Section 173(3) BNSS: How the New Provision Safeguards Against Frivolous FIRs
- Kaustav Chowdhury

- 1 day ago
- 4 min read
The registration of a First Information Report (FIR) sets the criminal law machinery in motion. Once an FIR is lodged, the accused faces investigation, potential arrest, and the social stigma that accompanies criminal proceedings. Recognising the grave consequences of frivolous or vexatious FIRs, the Bharatiya Nagarik Suraksha Sanhita, 2023 (BNSS) introduced a significant safeguard under Section 173(3). This provision empowers the police to conduct a preliminary inquiry before registering an FIR for offences punishable with imprisonment between three and seven years, ensuring that the criminal process is not set into motion on the basis of vague or speculative allegations. A recent Supreme Court ruling has brought this provision into sharp focus, clarifying its scope and legislative intent.
Understanding Section 173(3) of the BNSS
Under the erstwhile Code of Criminal Procedure (CrPC), Section 154 mandated the registration of an FIR whenever information about the commission of a cognizable offence was received by the police. The Supreme Court in Lalita Kumari v. Government of Uttar Pradesh (2014) held that registration of an FIR is mandatory when information discloses a cognizable offence, though it carved out a narrow exception allowing a preliminary inquiry in cases where it was not clear whether the information constituted a cognizable offence. The BNSS has now codified a more structured approach. Section 173(3) provides that for offences punishable with imprisonment of three years or more but less than seven years, the officer in charge of a police station may, before registering an FIR, conduct a preliminary inquiry to ascertain whether a prima facie case exists. This inquiry must be completed within fourteen days from the date the information is received. The provision effectively creates a filter mechanism: it allows the police to assess the veracity and substance of the complaint before formally initiating the criminal process.

Records shown |
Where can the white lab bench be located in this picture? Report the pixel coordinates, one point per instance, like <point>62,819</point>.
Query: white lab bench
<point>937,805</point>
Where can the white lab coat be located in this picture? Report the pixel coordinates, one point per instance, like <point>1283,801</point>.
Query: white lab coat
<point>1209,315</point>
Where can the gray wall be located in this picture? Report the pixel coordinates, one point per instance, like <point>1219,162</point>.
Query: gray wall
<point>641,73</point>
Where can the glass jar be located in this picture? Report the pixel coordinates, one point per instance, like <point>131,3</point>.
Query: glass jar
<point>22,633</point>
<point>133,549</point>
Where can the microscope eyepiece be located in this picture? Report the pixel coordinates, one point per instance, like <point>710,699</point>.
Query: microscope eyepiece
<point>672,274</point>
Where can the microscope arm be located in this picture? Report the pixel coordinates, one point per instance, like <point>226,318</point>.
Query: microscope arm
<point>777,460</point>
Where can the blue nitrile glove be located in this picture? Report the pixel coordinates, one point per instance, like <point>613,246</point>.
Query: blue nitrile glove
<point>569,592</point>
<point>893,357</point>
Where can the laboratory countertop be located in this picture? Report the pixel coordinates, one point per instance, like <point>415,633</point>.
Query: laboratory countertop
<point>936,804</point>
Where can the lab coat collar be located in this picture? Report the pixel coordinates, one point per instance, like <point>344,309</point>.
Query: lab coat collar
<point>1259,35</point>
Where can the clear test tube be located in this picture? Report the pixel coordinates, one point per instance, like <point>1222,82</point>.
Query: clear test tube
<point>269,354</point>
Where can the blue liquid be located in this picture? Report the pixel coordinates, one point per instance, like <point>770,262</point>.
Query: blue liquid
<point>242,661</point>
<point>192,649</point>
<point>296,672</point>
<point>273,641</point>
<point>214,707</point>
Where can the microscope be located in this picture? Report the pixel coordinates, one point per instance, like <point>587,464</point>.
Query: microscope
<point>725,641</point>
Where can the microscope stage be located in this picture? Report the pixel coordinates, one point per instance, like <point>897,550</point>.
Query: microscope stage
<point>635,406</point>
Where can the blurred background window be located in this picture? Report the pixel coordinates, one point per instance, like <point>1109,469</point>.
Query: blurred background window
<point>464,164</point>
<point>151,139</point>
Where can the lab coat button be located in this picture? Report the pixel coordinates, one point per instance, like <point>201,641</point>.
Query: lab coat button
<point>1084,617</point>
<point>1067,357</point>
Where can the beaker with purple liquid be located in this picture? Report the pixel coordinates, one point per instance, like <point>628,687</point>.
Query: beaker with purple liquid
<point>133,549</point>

Challenges |
1) Answer these from the article on Section 173(3) BNSS:
(a) Which 2023 statute introduced Section 173(3)?
(b) Which section of the Code of Criminal Procedure required an FIR to be registered on information about a cognizable offence?
(c) Within what period must the preliminary inquiry under Section 173(3) be completed?
2) Summarize the article on Section 173(3) BNSS in two sentences.
3) Proceed with the article on Section 173(3) BNSS from the point at which it stops.

Outputs for the tasks |
1)
(a) The Bharatiya Nagarik Suraksha Sanhita, 2023 (BNSS).
(b) Section 154.
(c) Within fourteen days from the date the information is received.

2) Because an FIR exposes the accused to investigation, possible arrest and social stigma, Section 173(3) of the Bharatiya Nagarik Suraksha Sanhita, 2023 lets the officer in charge of a police station conduct a preliminary inquiry before registering an FIR for offences punishable with three years or more but less than seven years of imprisonment. This replaces the CrPC position, under which Section 154 and the Lalita Kumari ruling made registration mandatory with only a narrow inquiry exception, with a filter that must work within fourteen days to test whether a prima facie case exists.

3)
Supreme Court Ruling: Quashing of FIR Based on Vague Allegations
In a recent decision, the Supreme Court quashed an FIR registered against a media executive, holding that the allegations forming the basis of the complaint were "absolutely vague" and "speculative" in nature. The Court observed that the complaint did not disclose specific facts that could constitute a cognizable offence, and the FIR appeared to have been lodged with an intent to harass rather than to pursue a genuine grievance. The bench highlighted Section 173(3) of the BNSS as a critical legislative tool intended to prevent precisely this kind of misuse of the criminal justice system. The Court noted that had the police exercised their power under Section 173(3) to conduct a preliminary inquiry, the frivolous nature of the complaint would have become apparent at the threshold stage itself, sparing the accused the ordeal of criminal proceedings.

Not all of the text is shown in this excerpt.